● Required action
Transcribe each line of the material exactly as it stands.

Data extracts Start Marker

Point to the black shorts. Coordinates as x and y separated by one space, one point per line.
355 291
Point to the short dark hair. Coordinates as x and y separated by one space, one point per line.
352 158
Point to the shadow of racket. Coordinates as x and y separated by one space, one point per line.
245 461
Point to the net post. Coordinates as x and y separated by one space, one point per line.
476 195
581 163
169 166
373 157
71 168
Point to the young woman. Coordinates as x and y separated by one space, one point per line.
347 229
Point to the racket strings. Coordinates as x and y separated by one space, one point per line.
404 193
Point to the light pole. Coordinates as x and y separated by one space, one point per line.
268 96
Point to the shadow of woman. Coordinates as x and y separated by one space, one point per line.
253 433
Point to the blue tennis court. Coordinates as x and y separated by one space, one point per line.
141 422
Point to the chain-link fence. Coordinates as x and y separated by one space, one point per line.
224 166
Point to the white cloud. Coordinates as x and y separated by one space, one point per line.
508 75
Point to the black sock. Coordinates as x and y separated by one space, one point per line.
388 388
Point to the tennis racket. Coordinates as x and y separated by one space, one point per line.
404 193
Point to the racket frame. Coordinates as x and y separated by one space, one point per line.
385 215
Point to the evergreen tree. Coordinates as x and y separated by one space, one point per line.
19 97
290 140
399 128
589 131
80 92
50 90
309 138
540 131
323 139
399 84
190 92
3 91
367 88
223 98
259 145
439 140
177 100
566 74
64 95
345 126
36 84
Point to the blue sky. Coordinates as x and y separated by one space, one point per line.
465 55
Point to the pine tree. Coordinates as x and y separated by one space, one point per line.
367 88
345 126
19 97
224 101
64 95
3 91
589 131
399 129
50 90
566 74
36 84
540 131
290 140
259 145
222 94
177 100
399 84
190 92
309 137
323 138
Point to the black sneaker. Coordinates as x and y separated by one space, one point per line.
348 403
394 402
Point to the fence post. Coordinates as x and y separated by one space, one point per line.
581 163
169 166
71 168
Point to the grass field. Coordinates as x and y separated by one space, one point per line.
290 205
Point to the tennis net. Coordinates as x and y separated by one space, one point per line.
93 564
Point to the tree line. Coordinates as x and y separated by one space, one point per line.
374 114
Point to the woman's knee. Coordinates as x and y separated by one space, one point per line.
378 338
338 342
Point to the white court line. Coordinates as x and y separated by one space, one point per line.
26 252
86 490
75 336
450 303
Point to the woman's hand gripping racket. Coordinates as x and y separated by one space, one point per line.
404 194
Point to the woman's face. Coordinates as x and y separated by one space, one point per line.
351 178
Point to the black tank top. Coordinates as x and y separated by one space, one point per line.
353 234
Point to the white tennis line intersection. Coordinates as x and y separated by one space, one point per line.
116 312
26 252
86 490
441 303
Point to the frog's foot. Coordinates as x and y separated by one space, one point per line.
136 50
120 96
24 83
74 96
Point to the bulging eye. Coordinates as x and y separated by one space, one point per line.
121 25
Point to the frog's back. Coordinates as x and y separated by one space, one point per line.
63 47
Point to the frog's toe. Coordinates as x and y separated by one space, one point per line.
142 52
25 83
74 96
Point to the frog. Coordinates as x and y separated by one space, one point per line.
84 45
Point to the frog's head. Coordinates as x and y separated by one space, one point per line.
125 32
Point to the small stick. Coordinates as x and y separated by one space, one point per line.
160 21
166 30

Data extracts End Marker

● Output for this exercise
Point to the black shorts. Coordinates as x and y separated by one space, one point per line.
355 291
Point to the short dark hair. Coordinates as x and y separated by one space, one point per line.
352 158
Point to the shadow of racket. Coordinates as x and y separated by one space, one point per line.
245 461
Point to the net post. Coordinates as x and y separated by one space, one point per line.
476 195
581 163
169 166
373 157
71 168
Point to the young woman. Coordinates as x and y separated by one space, one point per line.
347 229
Point to the racket strings. Coordinates as x and y separated by one space, one point per line.
404 193
Point to the light pole. Coordinates as x and y separated by one space, one point per line.
268 96
Point to the shadow of woman. Coordinates as x and y separated by one space, one point per line.
253 433
Point to the blue tennis court. Coordinates as x and y separated by one space, one point per line.
141 422
Point to the chain-link fence. Coordinates as x and y separated by one space, one point per line.
224 166
Point to the white cloud. Coordinates as x and y separated by one space, one point per line.
508 75
Point to the black sock. Coordinates as x and y separated by one space, one point per line.
388 388
Point to the tennis racket. Coordinates as x and y separated by one space, one point per line.
404 193
Point to the racket frame. Coordinates as x and y separated by one space, one point per line.
385 215
Point to the evergreen tree. Coordinates as x and y separated by one space, one point per line.
19 97
290 140
399 128
589 131
80 92
50 90
309 138
540 131
323 139
399 84
190 92
3 91
367 88
223 98
259 145
439 140
177 100
566 74
64 95
345 126
36 84
Point to the blue sky. Coordinates as x and y separated by one space, one point per line.
465 55
Point to the pine tree. Coordinates as x and y separated by one space, one point per line.
367 88
345 126
19 97
224 101
64 95
3 91
589 131
399 129
50 90
566 74
36 84
540 131
290 140
259 145
222 94
177 100
399 84
190 92
309 137
323 138
Point to the black sneaker. Coordinates as x and y separated by one space, one point per line.
348 403
394 402
Point to the fence post. Coordinates as x and y separated by one space, one point per line.
581 163
169 166
71 168
Point to the grass field. Coordinates as x and y separated by one space, one point per line.
290 205
Point to the tennis net. Coordinates as x and y separated by one space, one point per line.
93 564
Point to the tree line. Coordinates as x and y separated by one space, one point per line.
374 114
Point to the woman's knee. Coordinates as x and y separated by one space, one point per line.
378 338
338 342
Point to the white court line. Coordinates as x and y separated by one space, one point per line.
26 252
86 490
75 336
450 303
Point to the woman's hand gripping racket. Coordinates as x and y separated by one space, one point per line.
404 194
Point to the woman's face. Coordinates as x and y separated by one space, one point per line.
351 178
Point to the black tank top. Coordinates as x and y separated by one space, one point per line.
353 234
Point to the white tennis line intersection. Coordinates as x and y separated by one space, one point per line.
116 312
26 252
86 490
441 303
Point to the frog's foot. Coordinates as x and y separated by one space, one point per line.
136 50
120 96
24 83
74 96
Point to the bulging eye. Coordinates as x and y separated by one space, one point per line.
121 25
Point to the frog's back. Coordinates as x and y separated by one space, one point per line.
63 47
Point to the frog's toe. Coordinates as x and y separated by one space, one point per line.
142 52
25 83
74 96
Point to the frog. Coordinates as x and y separated by one space, one point per line.
84 45
Point to the frog's head. Coordinates as x and y separated by one space, one point per line.
125 32
Point to the small stick. Coordinates as x and y separated by one space, one point per line.
160 21
166 30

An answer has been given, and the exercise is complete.